WHAT IS NEEDED:
Copy all of the records below word for word, keeping every line and character unchanged.

begin

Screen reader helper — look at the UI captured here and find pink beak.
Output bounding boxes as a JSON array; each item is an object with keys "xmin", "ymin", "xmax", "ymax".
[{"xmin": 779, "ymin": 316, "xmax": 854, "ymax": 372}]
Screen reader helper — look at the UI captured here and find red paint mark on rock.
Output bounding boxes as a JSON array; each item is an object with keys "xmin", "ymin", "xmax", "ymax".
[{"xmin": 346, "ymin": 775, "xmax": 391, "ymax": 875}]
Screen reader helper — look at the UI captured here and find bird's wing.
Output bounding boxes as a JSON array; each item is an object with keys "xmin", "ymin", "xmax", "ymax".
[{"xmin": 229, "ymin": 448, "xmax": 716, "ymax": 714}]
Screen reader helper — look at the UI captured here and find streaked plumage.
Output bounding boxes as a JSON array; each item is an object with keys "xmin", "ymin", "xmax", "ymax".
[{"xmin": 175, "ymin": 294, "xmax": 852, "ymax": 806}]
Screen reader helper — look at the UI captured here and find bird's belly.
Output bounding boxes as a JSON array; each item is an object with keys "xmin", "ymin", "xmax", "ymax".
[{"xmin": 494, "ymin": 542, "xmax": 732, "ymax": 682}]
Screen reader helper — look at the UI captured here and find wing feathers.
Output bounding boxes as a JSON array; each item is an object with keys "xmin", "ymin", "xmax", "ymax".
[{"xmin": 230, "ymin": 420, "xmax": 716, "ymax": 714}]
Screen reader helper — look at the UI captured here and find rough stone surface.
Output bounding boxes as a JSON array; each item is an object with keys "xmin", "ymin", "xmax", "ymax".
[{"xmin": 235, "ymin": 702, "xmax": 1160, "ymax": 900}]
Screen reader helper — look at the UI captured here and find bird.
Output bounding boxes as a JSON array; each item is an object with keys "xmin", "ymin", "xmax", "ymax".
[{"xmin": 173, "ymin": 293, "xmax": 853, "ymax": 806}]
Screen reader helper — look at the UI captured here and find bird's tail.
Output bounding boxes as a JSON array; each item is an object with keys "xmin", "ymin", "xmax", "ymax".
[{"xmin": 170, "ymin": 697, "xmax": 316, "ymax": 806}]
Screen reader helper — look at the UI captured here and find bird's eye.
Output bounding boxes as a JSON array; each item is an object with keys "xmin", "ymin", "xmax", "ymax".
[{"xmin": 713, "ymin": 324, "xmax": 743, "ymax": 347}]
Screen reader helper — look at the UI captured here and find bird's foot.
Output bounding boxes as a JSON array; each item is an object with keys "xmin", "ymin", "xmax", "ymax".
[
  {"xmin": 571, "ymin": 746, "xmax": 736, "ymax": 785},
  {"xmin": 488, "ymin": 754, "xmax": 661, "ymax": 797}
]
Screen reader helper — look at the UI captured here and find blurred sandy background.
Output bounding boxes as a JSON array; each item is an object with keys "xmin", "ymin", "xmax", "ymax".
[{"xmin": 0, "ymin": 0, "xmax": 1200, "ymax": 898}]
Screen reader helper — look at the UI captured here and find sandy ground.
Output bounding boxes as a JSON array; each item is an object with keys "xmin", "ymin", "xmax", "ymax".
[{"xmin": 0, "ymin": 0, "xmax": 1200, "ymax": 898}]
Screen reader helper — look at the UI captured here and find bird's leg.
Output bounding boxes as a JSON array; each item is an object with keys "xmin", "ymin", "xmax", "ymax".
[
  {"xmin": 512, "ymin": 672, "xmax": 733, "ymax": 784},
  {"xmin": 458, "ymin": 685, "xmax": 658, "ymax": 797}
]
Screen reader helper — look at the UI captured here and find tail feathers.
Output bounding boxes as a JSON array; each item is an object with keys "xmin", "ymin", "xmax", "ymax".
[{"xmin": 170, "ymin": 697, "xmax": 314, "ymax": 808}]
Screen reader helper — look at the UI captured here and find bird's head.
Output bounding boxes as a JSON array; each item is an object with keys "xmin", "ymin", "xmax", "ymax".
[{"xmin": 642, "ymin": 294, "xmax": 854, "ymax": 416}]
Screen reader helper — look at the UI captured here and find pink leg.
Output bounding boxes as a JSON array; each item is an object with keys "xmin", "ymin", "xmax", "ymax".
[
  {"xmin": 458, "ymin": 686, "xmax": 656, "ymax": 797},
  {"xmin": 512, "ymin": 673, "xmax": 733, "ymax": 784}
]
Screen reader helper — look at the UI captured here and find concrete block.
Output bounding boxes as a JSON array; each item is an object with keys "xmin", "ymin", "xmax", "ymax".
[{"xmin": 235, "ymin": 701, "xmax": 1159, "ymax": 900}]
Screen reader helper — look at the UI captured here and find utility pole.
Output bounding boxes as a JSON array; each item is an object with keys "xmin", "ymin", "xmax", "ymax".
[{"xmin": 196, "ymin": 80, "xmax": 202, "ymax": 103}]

end

ANSWER TO THE EXERCISE:
Screen reader helper — look at the UI captured here and find pink beak.
Output bounding boxes as a JSON array; each item is an object with keys "xmin", "ymin", "xmax", "ymax".
[{"xmin": 779, "ymin": 316, "xmax": 854, "ymax": 372}]
Screen reader helper — look at the UI captured here and find red paint mark on rock.
Output bounding boxes as a JSON array; each item is an object with keys "xmin", "ymin", "xmax", "ymax".
[{"xmin": 346, "ymin": 775, "xmax": 391, "ymax": 875}]
Screen reader helper — look at the UI captured here and find bird's wing.
Output bounding boxes as a JSON array; each item is an object with keys "xmin", "ymin", "xmax", "ymax".
[{"xmin": 229, "ymin": 448, "xmax": 716, "ymax": 714}]
Screen reader helper — look at the UI captured here and find streaked plumage.
Output bounding boxes as a JSON array; each item is an object with keys "xmin", "ymin", "xmax", "ymax".
[{"xmin": 175, "ymin": 294, "xmax": 852, "ymax": 806}]
Screen reader helper — look at the UI captured here and find bird's belly.
Output bounding boxes as a JSON array; each item is an object with keys "xmin", "ymin", "xmax", "ymax".
[{"xmin": 494, "ymin": 542, "xmax": 732, "ymax": 682}]
Screen reader helper — look at the UI captured here and find wing feathers.
Output bounding boxes as a JSON array; each item is an object with keys "xmin", "ymin", "xmax", "ymax".
[{"xmin": 230, "ymin": 420, "xmax": 716, "ymax": 714}]
Screen reader helper — look at the UI captured here and find rough stone surface.
Output bounding boxes as a JSON array; each item is an object with keys "xmin", "ymin", "xmax", "ymax".
[{"xmin": 235, "ymin": 702, "xmax": 1160, "ymax": 900}]
Screen reader helper — look at the UI captured here and find bird.
Output bounding boxes as a JSON array; each item is an object with keys "xmin", "ymin", "xmax", "ymax".
[{"xmin": 173, "ymin": 293, "xmax": 853, "ymax": 806}]
Screen reader helper — look at the UI captured here and find bird's tail.
Output bounding boxes as a JSON array; each item is an object with keys "xmin", "ymin", "xmax", "ymax".
[{"xmin": 170, "ymin": 697, "xmax": 316, "ymax": 806}]
Screen reader helper — look at the UI captured here and find bird's eye.
Output bounding boxes as a JSON array; each item is an object with keys "xmin", "ymin", "xmax", "ymax".
[{"xmin": 713, "ymin": 324, "xmax": 743, "ymax": 347}]
Screen reader helper — look at the UI captured here and find bird's foot.
Output bounding boxes as a JSON array; each item is an object with keys "xmin", "ymin", "xmax", "ymax".
[
  {"xmin": 571, "ymin": 746, "xmax": 736, "ymax": 785},
  {"xmin": 488, "ymin": 754, "xmax": 661, "ymax": 797}
]
Screen reader helper — look at the UI captured here and find blurred sandy background.
Output bounding boxes as a JSON array; each item is an object with keys "xmin", "ymin", "xmax", "ymax".
[{"xmin": 0, "ymin": 0, "xmax": 1200, "ymax": 898}]
Screen reader helper — look at the UI captured here and find sandy ground.
Output bounding boxes as a JSON array; each item is an object with keys "xmin", "ymin", "xmax", "ymax".
[{"xmin": 0, "ymin": 0, "xmax": 1200, "ymax": 898}]
Screen reader helper — look at the UI captured here and find bird's leg.
Output bounding boxes as a JSON array; each item is an object with keys "xmin", "ymin", "xmax", "ymax".
[
  {"xmin": 512, "ymin": 672, "xmax": 733, "ymax": 784},
  {"xmin": 458, "ymin": 685, "xmax": 658, "ymax": 797}
]
Screen reader helper — look at the UI captured here and find tail feathers.
Output bounding boxes as a JSON array; each item is an object with keys "xmin", "ymin", "xmax", "ymax".
[{"xmin": 170, "ymin": 697, "xmax": 314, "ymax": 808}]
Screen reader helper — look at the UI captured here and find bird's head.
Output bounding boxes as a JSON array; each item is an object with keys "xmin", "ymin", "xmax", "ymax".
[{"xmin": 642, "ymin": 294, "xmax": 854, "ymax": 416}]
Screen reader helper — look at the UI captured here and find pink leg.
Output bounding boxes as a JSON array; each item is an object with keys "xmin", "ymin", "xmax", "ymax".
[
  {"xmin": 458, "ymin": 686, "xmax": 656, "ymax": 797},
  {"xmin": 512, "ymin": 673, "xmax": 733, "ymax": 784}
]
Screen reader helper — look at the UI captured here and find concrete block.
Output bounding boxes as a JSON array; each item is an object with keys "xmin", "ymin", "xmax", "ymax".
[{"xmin": 235, "ymin": 701, "xmax": 1159, "ymax": 900}]
Screen reader helper — look at the UI captured here and find utility pole.
Output bounding boxes as a JSON array; each item is an object with keys "xmin", "ymin", "xmax", "ymax".
[{"xmin": 196, "ymin": 80, "xmax": 202, "ymax": 103}]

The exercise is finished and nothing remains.